:: TEXTO DE ESTUDO ::
####
Reajuste dos planos coletivos
A pesquisa do Idec mostrou, por exemplo, que os planos coletivos por adesão tinham, em 2017, preço médio (R$ 485,03) inferior ao dos individuais. Porém, esse valor subiu consideravelmente, passando para R$ 845,53 em 2022 para os contratos de até 29 pessoas, um aumento de 74,33%. No mesmo período, o reajuste dos planos individuais foi de 35,41%.
“Por isso, sempre que for contratar um plano de saúde, veja se existe um plano individual ou familiar na sua região. Porque, apesar de o plano coletivo ser mais barato na contratação, no longo prazo tende a ficar mais caro”, ressalta o advogado Elton Fernandes.
Em nota, a coordenadora do programa de saúde do Idec, Ana Carolina Navarrete, classificou os planos coletivos como armadilhas para os consumidores, que acreditam estar fazendo um bom negócio com base no valor da contratação, mas são surpreendidos com os reajustes maiores. “Com grande disponibilidade, ao contrário da oferta cada vez mais reduzida dos planos individuais, os coletivos dominam o mercado e acabam se tornando uma bomba-relógio que, ao longo do tempo, vai aumentando a chance de explodir”, avaliou.
Os planos de saúde individuais e familiares, hoje, respondem por 8 milhões de beneficiários. Já os contratos coletivos empresariais e por adesão abarcam a maioria dos usuários de planos de saúde, cerca de 42 milhões.
Regulação da ANS para os planos coletivos
A ANS, por sua vez, regula apenas os reajustes dos planos individuais e familiares, cujo percentual ficou em 9,63% em 2023. De acordo com a agência, o cálculo para determinar o índice leva em consideração a variação das despesas médicas de um ano para outro, apuradas nas demonstrações contábeis das operadoras e em um índice de inflação.
####
:: LINHAS EXTRAÍDAS ::
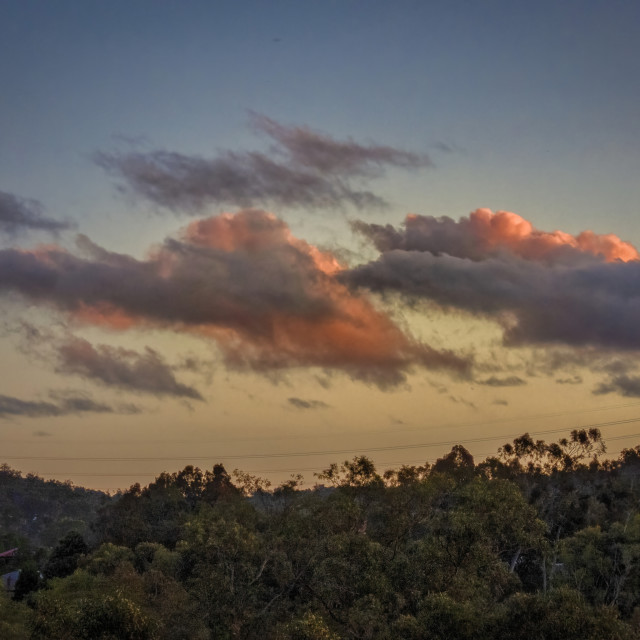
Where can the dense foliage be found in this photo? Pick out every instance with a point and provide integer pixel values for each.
(541, 541)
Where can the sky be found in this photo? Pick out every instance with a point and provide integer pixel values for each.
(280, 234)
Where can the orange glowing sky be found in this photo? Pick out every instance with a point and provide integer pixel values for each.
(279, 236)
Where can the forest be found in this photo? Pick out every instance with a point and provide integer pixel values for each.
(540, 541)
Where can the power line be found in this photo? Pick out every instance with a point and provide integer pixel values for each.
(253, 456)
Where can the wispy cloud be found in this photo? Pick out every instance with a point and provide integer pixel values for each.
(625, 385)
(299, 403)
(145, 372)
(509, 381)
(20, 214)
(62, 405)
(302, 168)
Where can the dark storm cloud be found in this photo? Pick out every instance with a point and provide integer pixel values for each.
(573, 380)
(304, 147)
(509, 381)
(485, 234)
(63, 405)
(269, 300)
(299, 403)
(125, 369)
(302, 168)
(592, 303)
(19, 214)
(625, 385)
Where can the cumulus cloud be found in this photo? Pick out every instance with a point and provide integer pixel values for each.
(269, 300)
(302, 168)
(484, 234)
(625, 385)
(542, 290)
(20, 214)
(299, 403)
(126, 369)
(62, 405)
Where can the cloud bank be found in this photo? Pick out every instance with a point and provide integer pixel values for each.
(302, 168)
(268, 299)
(20, 214)
(543, 288)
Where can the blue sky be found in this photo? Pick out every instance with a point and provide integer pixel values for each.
(525, 107)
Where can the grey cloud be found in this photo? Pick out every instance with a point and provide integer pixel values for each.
(20, 214)
(509, 381)
(261, 294)
(303, 168)
(63, 405)
(308, 148)
(589, 303)
(129, 370)
(299, 403)
(624, 385)
(573, 380)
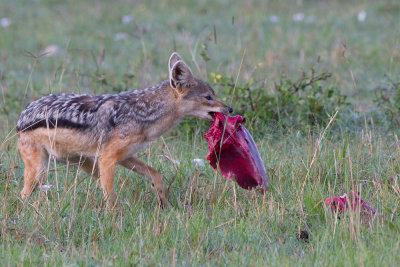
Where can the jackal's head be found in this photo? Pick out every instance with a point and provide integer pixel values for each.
(196, 98)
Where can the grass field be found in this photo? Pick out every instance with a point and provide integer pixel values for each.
(109, 46)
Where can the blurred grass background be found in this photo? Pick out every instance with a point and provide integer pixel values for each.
(109, 46)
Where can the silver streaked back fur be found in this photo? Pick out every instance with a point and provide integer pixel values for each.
(97, 115)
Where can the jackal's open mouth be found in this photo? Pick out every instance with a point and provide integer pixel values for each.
(212, 114)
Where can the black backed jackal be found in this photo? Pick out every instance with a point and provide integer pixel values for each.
(101, 131)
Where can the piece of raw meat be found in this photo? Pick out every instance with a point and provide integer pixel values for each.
(234, 153)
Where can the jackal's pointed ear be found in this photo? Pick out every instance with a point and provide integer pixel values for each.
(175, 57)
(180, 75)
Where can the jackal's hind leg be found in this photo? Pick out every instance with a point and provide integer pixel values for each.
(88, 165)
(34, 157)
(150, 173)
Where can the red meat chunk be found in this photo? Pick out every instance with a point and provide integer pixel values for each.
(234, 153)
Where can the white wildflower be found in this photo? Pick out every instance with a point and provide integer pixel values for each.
(362, 15)
(298, 17)
(127, 19)
(50, 50)
(199, 162)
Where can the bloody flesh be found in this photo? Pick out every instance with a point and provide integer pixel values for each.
(234, 153)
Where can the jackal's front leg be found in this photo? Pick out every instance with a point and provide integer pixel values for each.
(107, 165)
(150, 173)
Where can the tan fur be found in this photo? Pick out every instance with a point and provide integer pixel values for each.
(185, 96)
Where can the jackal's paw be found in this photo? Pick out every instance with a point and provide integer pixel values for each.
(25, 193)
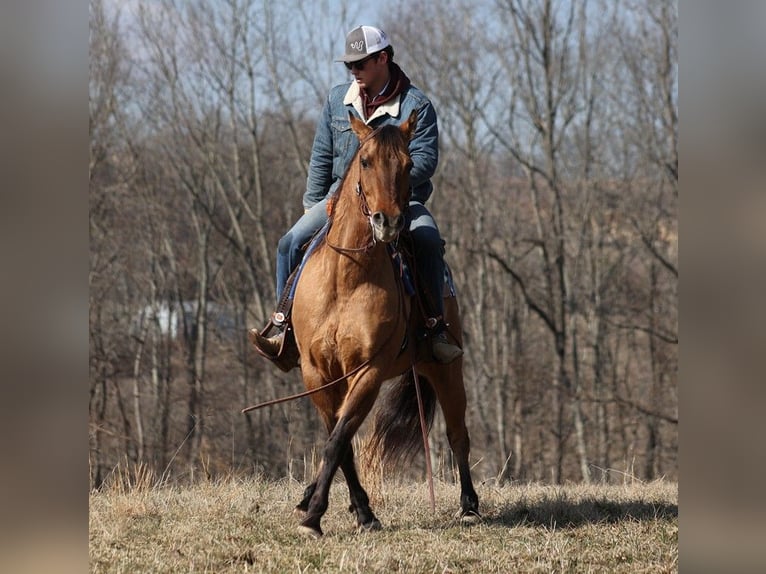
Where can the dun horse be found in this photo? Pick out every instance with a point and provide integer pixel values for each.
(354, 323)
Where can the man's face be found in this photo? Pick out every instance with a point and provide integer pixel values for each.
(370, 72)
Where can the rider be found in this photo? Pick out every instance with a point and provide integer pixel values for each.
(380, 94)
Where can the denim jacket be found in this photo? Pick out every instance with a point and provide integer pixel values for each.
(335, 143)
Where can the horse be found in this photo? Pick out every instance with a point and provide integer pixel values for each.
(354, 330)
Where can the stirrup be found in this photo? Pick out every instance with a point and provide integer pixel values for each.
(281, 349)
(441, 348)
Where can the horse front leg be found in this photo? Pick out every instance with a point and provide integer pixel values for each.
(360, 502)
(338, 451)
(450, 392)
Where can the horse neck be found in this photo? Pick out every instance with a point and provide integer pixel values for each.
(350, 228)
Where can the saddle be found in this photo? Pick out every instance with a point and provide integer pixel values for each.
(288, 357)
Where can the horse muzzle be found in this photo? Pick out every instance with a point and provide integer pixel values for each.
(386, 228)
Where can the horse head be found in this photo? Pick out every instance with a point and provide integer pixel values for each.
(384, 174)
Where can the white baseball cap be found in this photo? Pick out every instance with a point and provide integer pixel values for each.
(363, 41)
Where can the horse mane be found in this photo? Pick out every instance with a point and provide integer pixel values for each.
(388, 136)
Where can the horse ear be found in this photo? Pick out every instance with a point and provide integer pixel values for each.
(408, 127)
(360, 128)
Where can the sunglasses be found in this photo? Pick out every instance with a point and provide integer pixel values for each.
(361, 63)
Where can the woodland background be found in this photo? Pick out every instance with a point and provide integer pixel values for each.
(557, 194)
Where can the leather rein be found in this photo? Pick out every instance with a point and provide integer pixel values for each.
####
:: REQUISITOS DO EXERCÍCIO ::
a) Segundo o texto sobre os planos de saúde, qual era o preço médio dos planos coletivos por adesão em 2017?
b) Com base no texto sobre os planos de saúde, explique em até três frases por que o advogado Elton Fernandes aconselha procurar um plano individual ou familiar na região antes de contratar.
c) Repita o trecho do texto sobre os planos de saúde que vai de "Reajuste dos planos coletivos" até "advogado Elton Fernandes.".
As linhas não contam para nada do que se pede aqui.

:: TAREFAS RESOLVIDAS ::
a) R$ 485,03.

b) O plano coletivo sai mais barato na hora da contratação, mas no longo prazo tende a ficar mais caro. Os números do Idec mostram isso: de 2017 a 2022, o preço dos coletivos por adesão subiu 74,33%, enquanto o reajuste dos individuais foi de 35,41%.

c)
Reajuste dos planos coletivos
A pesquisa do Idec mostrou, por exemplo, que os planos coletivos por adesão tinham, em 2017, preço médio (R$ 485,03) inferior ao dos individuais. Porém, esse valor subiu consideravelmente, passando para R$ 845,53 em 2022 para os contratos de até 29 pessoas, um aumento de 74,33%. No mesmo período, o reajuste dos planos individuais foi de 35,41%.
“Por isso, sempre que for contratar um plano de saúde, veja se existe um plano individual ou familiar na sua região. Porque, apesar de o plano coletivo ser mais barato na contratação, no longo prazo tende a ficar mais caro”, ressalta o advogado Elton Fernandes.